== Problem statement ==
Repeat the material below exactly, with no pictures.

##### Data excerpts #####

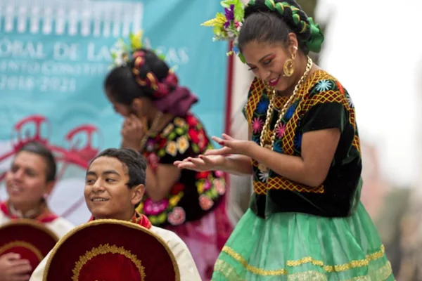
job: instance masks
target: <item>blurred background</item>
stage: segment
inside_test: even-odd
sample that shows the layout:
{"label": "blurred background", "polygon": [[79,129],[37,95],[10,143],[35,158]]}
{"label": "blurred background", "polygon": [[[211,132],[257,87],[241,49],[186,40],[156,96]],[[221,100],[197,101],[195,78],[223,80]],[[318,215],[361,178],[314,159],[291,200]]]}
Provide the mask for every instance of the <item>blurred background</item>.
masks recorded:
{"label": "blurred background", "polygon": [[[422,280],[422,1],[302,0],[324,30],[313,57],[337,77],[356,106],[362,144],[362,201],[382,237],[397,280]],[[119,38],[143,30],[181,84],[200,98],[194,112],[210,135],[246,138],[241,110],[252,79],[228,46],[200,24],[217,0],[0,0],[0,200],[19,146],[30,140],[56,154],[53,211],[79,224],[89,159],[118,147],[122,119],[103,82]],[[234,223],[248,207],[250,178],[230,177]]]}

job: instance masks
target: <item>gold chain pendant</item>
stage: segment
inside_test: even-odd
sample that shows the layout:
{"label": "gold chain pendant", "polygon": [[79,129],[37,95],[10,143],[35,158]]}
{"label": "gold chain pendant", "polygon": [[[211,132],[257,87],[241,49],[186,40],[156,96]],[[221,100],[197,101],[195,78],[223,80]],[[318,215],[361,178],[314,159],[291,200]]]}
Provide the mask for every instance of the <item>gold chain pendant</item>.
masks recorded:
{"label": "gold chain pendant", "polygon": [[[266,144],[264,145],[264,148],[265,148],[267,149],[269,149],[269,150],[271,150],[272,148],[272,145],[271,145],[271,143],[266,143]],[[268,172],[269,172],[269,169],[268,169],[268,167],[265,166],[265,165],[264,165],[263,164],[258,164],[258,169],[262,173],[268,173]]]}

#####

== Final result ==
job: instance masks
target: <item>blurred background</item>
stage: segment
inside_test: even-odd
sample that shows the layout:
{"label": "blurred background", "polygon": [[79,129],[37,95],[10,143],[35,158]]}
{"label": "blurred background", "polygon": [[[211,132],[257,87],[241,49],[186,40],[156,96]],[[221,100],[197,101],[195,78],[223,80]],[[318,215],[361,178],[314,159],[291,200]]]}
Provide the mask for every instance of the <item>blurred background</item>.
masks recorded:
{"label": "blurred background", "polygon": [[[422,280],[422,1],[302,0],[324,30],[313,57],[337,77],[356,106],[362,144],[362,201],[382,237],[397,280]],[[119,38],[143,30],[181,84],[200,98],[194,112],[210,135],[246,138],[241,110],[252,79],[228,46],[200,24],[217,0],[0,0],[0,200],[19,146],[30,140],[56,154],[53,211],[79,224],[89,159],[118,147],[122,119],[103,82]],[[234,223],[248,207],[250,178],[230,177]]]}

job: instance masks
target: <item>gold chain pendant</item>
stage: segment
inside_test: even-odd
sample that shows the layout:
{"label": "gold chain pendant", "polygon": [[79,129],[37,95],[10,143],[35,158]]}
{"label": "gold chain pendant", "polygon": [[[211,132],[257,87],[241,49],[186,40],[156,96]],[[221,100],[197,101],[195,78],[223,80]],[[318,215],[361,178],[314,159],[291,200]]]}
Provide the mask for every instance of the <item>gold chain pendant</item>.
masks recorded:
{"label": "gold chain pendant", "polygon": [[[266,144],[264,145],[264,148],[265,148],[267,149],[269,149],[269,150],[271,150],[272,148],[272,145],[271,145],[271,143],[266,143]],[[268,172],[269,172],[269,169],[268,169],[268,167],[265,166],[265,165],[264,165],[263,164],[258,164],[258,169],[262,173],[268,173]]]}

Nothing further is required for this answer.